[Set task 1]:
Using the text on Adna Romanza Chaffee, answer these:
(a) In what town and state was Chaffee born?
(b) What post did Chaffee hold from 1904 to 1906?
(c) To what rank was he brevetted in 1868 for his actions at Paint Creek, Texas?
[Set task 2]: Return, unchanged, everything in the text on Adna Romanza Chaffee from "After the war, Chaffee" down to "brevetted lieutenant colonel.".

[Provided passage]:

+===+

Adna Romanza Chaffee (April 14, 1842 – November 1, 1914) was a lieutenant general in the United States Army. Chaffee took part in the American Civil War and Indian Wars, played a key role in the Spanish–American War, and fought in the Boxer Rebellion in China. He was the Chief of Staff of the United States Army from 1904 to 1906, overseeing far-reaching transformation of organization and doctrine in the army.

Early life and Civil War
Chaffee was born in Orwell, Ohio. When the American Civil War broke out in July 1861, Chaffee enlisted in the Union Army as a private in the U.S. 6th Cavalry Regiment. In 1862, Chaffee was promoted to sergeant and took part in the Peninsular Campaign and the Battle of Antietam. In September of that year he was made the first sergeant of Company K. He was commissioned as a second lieutenant in May 1863. His 6th Cavalry, on detached service from General John Buford's 1st Union Cavalry Division, though outnumbered attacked a Confederate Cavalry regiment at Fairfield, Pennsylvania, just outside Gettysburg on July 3, 1863 (source, Wittenberg, Eric: Gettysburg: Forgotten Cavalry Actions). In the ensuing action he was wounded and briefly held a prisoner of the Confederates. He served with the 6th Cavalry for the remainder of the war, being twice wounded. In February 1865, he was promoted to first lieutenant. For his "gallant and meritorious" actions in the Battle of Dinwiddie Court House he was brevetted captain.

After the war, Chaffee became a member of the Military Order of the Loyal Legion of the United States.

Indian Wars
Chaffee decided to remain with the army after the war. He was posted to the western frontier, and was promoted to captain of Regulars in October 1867. For the next thirty years he served in the Indian Wars, fighting the Central Plains and Southwestern tribes. In 1868, he was brevetted major for his actions at Paint Creek, Texas. In the following years he engaged the Indians many times, most notably at Red River, Texas, in 1874, and Big Dry Wash, Arizona, in 1882, for which he was brevetted lieutenant colonel.

+===+

(Image point annotation entries)
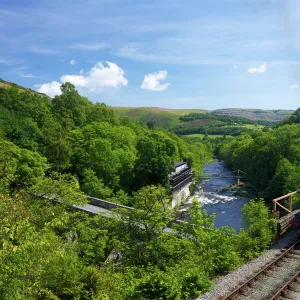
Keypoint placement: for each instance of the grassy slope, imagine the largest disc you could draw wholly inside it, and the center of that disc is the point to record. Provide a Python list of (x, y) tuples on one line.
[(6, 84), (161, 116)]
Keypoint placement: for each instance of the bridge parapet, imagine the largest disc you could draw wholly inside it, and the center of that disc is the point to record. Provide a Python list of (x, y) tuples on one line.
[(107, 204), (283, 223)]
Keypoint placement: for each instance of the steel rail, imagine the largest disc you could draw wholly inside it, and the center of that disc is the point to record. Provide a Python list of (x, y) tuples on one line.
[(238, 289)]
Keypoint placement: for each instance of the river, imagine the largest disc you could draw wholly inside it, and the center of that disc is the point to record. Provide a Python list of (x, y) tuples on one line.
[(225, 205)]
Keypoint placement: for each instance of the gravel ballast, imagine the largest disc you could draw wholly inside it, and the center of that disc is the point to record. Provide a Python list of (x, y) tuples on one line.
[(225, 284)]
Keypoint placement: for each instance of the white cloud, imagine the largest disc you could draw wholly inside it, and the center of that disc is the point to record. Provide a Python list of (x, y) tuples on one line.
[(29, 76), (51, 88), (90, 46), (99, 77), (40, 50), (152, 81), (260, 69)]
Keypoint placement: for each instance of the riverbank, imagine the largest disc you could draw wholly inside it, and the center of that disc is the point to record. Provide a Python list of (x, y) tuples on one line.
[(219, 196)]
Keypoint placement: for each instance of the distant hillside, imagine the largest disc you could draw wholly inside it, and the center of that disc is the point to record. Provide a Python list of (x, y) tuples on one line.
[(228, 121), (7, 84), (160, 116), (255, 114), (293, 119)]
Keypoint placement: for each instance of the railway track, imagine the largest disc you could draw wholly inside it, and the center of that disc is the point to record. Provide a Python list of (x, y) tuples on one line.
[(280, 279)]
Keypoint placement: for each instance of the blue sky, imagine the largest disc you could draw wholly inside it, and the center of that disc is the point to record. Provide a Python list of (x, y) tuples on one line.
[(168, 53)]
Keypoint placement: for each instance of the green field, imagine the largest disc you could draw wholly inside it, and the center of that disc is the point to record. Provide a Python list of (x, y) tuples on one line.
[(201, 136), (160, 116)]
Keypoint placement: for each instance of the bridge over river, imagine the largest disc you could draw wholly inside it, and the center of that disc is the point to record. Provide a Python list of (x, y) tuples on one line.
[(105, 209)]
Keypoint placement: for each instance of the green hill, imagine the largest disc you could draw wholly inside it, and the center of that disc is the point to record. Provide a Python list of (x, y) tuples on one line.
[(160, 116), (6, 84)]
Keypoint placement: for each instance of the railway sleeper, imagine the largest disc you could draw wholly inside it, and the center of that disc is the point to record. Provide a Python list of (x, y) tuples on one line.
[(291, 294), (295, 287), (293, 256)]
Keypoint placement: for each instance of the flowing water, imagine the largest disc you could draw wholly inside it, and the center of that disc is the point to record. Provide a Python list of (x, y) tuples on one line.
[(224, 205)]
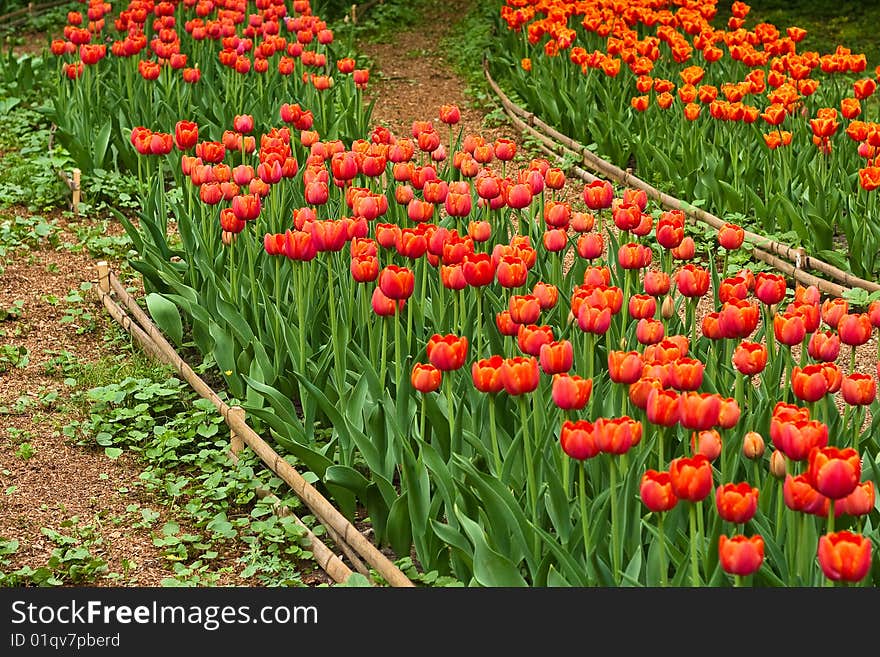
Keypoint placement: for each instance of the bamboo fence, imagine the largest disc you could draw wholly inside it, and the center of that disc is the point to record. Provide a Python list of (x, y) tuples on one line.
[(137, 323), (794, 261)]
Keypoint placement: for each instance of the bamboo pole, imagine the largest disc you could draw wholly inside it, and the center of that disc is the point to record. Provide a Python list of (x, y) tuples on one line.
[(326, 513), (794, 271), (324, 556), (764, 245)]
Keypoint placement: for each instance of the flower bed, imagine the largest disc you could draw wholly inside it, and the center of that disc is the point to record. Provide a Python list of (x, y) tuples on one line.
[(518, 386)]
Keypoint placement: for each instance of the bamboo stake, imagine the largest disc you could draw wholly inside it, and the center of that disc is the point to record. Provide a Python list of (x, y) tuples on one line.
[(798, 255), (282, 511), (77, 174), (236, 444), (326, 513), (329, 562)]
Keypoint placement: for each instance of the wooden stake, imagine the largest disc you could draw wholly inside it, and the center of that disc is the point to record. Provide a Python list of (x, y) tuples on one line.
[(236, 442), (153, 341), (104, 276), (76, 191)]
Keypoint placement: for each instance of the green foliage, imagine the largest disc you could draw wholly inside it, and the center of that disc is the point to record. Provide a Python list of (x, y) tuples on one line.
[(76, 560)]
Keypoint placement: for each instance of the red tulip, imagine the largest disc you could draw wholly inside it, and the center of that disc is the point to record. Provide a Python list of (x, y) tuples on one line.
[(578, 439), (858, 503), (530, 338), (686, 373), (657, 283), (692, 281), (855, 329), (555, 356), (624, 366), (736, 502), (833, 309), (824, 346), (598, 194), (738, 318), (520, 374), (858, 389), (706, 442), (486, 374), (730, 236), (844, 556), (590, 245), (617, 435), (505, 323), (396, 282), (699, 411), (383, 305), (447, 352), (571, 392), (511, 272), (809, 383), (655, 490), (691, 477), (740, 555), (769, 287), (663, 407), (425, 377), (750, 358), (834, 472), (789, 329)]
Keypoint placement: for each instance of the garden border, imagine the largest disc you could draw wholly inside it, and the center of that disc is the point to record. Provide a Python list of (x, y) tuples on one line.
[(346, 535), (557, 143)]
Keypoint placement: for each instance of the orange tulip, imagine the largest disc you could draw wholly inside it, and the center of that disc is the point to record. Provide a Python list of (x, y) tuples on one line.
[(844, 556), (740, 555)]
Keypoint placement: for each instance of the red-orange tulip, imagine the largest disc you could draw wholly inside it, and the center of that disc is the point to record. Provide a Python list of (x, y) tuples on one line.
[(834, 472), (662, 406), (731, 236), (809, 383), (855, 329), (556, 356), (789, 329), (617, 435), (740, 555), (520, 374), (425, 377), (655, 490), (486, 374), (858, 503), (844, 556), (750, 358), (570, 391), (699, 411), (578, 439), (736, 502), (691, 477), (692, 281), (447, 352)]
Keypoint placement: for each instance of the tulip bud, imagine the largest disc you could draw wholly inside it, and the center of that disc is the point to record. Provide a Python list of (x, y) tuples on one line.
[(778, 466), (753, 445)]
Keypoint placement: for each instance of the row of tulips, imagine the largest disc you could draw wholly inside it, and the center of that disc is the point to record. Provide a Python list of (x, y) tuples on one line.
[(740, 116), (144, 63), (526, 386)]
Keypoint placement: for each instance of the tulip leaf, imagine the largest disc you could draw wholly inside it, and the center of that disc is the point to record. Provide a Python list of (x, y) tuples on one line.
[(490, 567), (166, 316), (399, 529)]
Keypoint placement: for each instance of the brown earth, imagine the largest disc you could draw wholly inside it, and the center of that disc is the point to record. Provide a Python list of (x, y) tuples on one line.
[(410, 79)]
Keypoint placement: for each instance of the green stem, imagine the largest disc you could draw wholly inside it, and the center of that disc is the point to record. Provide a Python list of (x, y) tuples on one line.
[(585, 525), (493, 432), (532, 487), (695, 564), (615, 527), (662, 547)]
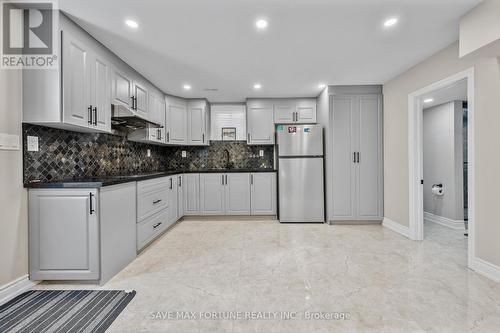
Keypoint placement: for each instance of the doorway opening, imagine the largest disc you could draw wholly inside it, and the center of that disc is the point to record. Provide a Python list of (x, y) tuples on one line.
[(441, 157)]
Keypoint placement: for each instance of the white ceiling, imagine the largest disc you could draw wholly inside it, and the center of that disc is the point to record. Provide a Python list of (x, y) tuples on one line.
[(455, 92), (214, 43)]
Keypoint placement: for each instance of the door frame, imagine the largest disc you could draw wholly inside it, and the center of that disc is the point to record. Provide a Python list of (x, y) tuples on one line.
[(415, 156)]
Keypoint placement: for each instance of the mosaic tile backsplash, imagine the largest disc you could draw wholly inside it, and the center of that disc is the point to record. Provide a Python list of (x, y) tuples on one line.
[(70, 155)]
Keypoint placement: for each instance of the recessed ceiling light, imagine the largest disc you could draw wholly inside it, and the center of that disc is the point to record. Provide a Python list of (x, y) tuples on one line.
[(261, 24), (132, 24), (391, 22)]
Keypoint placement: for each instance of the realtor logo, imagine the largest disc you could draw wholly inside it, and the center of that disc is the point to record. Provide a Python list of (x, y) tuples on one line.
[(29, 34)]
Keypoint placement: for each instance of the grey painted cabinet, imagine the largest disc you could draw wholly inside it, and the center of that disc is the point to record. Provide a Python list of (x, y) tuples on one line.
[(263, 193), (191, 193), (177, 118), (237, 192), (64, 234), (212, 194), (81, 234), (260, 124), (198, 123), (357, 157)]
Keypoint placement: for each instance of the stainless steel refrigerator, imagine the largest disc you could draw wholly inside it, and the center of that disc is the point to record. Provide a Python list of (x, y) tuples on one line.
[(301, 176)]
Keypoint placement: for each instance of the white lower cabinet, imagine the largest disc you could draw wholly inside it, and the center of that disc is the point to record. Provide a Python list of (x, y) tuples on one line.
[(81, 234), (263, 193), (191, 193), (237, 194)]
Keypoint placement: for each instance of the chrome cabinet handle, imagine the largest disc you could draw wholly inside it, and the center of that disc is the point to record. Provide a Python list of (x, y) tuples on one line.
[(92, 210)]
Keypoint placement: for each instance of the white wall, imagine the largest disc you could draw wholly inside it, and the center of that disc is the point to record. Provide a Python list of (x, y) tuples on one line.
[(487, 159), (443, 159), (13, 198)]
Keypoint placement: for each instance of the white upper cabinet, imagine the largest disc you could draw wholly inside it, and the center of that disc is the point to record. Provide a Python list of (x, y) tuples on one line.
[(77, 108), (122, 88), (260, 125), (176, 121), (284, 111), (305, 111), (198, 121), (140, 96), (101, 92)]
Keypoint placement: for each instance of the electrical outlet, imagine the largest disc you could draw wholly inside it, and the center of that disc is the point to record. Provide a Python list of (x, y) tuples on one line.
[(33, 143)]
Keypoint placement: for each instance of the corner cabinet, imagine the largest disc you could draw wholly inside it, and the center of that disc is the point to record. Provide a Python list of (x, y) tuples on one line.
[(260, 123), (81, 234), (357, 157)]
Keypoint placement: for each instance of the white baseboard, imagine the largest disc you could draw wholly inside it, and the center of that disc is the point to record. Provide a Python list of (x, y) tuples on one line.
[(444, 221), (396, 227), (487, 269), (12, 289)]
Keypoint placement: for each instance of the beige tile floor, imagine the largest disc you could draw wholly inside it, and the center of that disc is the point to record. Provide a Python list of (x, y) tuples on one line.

+===+

[Right answer 1]:
(a) Orwell, Ohio
(b) Chief of Staff of the United States Army
(c) Major

[Right answer 2]:
After the war, Chaffee became a member of the Military Order of the Loyal Legion of the United States.

Indian Wars
Chaffee decided to remain with the army after the war. He was posted to the western frontier, and was promoted to captain of Regulars in October 1867. For the next thirty years he served in the Indian Wars, fighting the Central Plains and Southwestern tribes. In 1868, he was brevetted major for his actions at Paint Creek, Texas. In the following years he engaged the Indians many times, most notably at Red River, Texas, in 1874, and Big Dry Wash, Arizona, in 1882, for which he was brevetted lieutenant colonel.